Extracts from a box-labeled dataset
--- START ---

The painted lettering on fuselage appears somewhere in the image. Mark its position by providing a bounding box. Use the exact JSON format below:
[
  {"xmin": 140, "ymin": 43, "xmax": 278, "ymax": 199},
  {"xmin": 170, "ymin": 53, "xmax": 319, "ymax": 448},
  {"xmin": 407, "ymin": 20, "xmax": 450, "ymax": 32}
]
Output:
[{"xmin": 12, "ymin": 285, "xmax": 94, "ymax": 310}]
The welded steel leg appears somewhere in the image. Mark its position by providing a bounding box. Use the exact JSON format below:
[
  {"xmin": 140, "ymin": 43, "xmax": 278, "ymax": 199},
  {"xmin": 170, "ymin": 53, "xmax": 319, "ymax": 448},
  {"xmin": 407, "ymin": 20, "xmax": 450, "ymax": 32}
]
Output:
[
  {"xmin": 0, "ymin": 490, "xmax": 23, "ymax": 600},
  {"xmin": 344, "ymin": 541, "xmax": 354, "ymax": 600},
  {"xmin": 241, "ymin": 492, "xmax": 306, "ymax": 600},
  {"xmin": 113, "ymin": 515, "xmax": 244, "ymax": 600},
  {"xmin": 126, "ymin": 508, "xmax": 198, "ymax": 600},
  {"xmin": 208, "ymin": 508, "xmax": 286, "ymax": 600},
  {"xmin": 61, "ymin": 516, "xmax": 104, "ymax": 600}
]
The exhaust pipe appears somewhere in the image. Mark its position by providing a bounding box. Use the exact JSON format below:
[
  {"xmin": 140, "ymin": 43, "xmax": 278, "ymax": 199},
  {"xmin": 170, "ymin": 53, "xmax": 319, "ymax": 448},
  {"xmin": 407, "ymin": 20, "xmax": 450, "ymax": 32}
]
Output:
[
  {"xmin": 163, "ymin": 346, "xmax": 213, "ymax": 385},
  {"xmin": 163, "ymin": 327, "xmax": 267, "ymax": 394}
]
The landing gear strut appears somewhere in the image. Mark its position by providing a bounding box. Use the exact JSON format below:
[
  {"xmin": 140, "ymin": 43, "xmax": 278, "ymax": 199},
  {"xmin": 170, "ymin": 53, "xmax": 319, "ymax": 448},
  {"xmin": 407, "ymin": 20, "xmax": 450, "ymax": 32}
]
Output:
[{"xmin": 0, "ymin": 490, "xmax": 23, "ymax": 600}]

--- END ---

• Directive:
Revise all of the material above so that every "Mark its position" becomes "Indicate its location", leaving everything else unchanged.

• Answer to the problem:
The painted lettering on fuselage appears somewhere in the image. Indicate its location by providing a bounding box. Use the exact JSON format below:
[
  {"xmin": 140, "ymin": 43, "xmax": 278, "ymax": 199},
  {"xmin": 170, "ymin": 53, "xmax": 319, "ymax": 448},
  {"xmin": 407, "ymin": 20, "xmax": 450, "ymax": 32}
]
Output:
[{"xmin": 12, "ymin": 285, "xmax": 94, "ymax": 310}]
The welded steel leg appears somewhere in the image. Indicate its location by providing a bounding box. Use the exact JSON format below:
[
  {"xmin": 140, "ymin": 43, "xmax": 278, "ymax": 199},
  {"xmin": 170, "ymin": 53, "xmax": 319, "ymax": 448},
  {"xmin": 407, "ymin": 20, "xmax": 450, "ymax": 32}
]
Output:
[
  {"xmin": 0, "ymin": 490, "xmax": 23, "ymax": 600},
  {"xmin": 344, "ymin": 541, "xmax": 354, "ymax": 600},
  {"xmin": 241, "ymin": 492, "xmax": 306, "ymax": 600},
  {"xmin": 113, "ymin": 515, "xmax": 244, "ymax": 600},
  {"xmin": 126, "ymin": 508, "xmax": 198, "ymax": 600},
  {"xmin": 208, "ymin": 508, "xmax": 286, "ymax": 600},
  {"xmin": 61, "ymin": 516, "xmax": 104, "ymax": 600}
]
The exhaust pipe appears somewhere in the image. Indicate its location by providing a bounding box. Use the exact JSON format below:
[
  {"xmin": 140, "ymin": 43, "xmax": 278, "ymax": 199},
  {"xmin": 170, "ymin": 53, "xmax": 319, "ymax": 448},
  {"xmin": 407, "ymin": 20, "xmax": 450, "ymax": 32}
]
Output:
[
  {"xmin": 163, "ymin": 346, "xmax": 213, "ymax": 385},
  {"xmin": 163, "ymin": 327, "xmax": 267, "ymax": 394}
]
The landing gear strut appears somewhere in the image. Indicate its location by providing a bounding box. Use the exact JSON format below:
[
  {"xmin": 140, "ymin": 43, "xmax": 278, "ymax": 199},
  {"xmin": 170, "ymin": 53, "xmax": 319, "ymax": 448},
  {"xmin": 407, "ymin": 20, "xmax": 450, "ymax": 32}
]
Output:
[{"xmin": 0, "ymin": 490, "xmax": 23, "ymax": 600}]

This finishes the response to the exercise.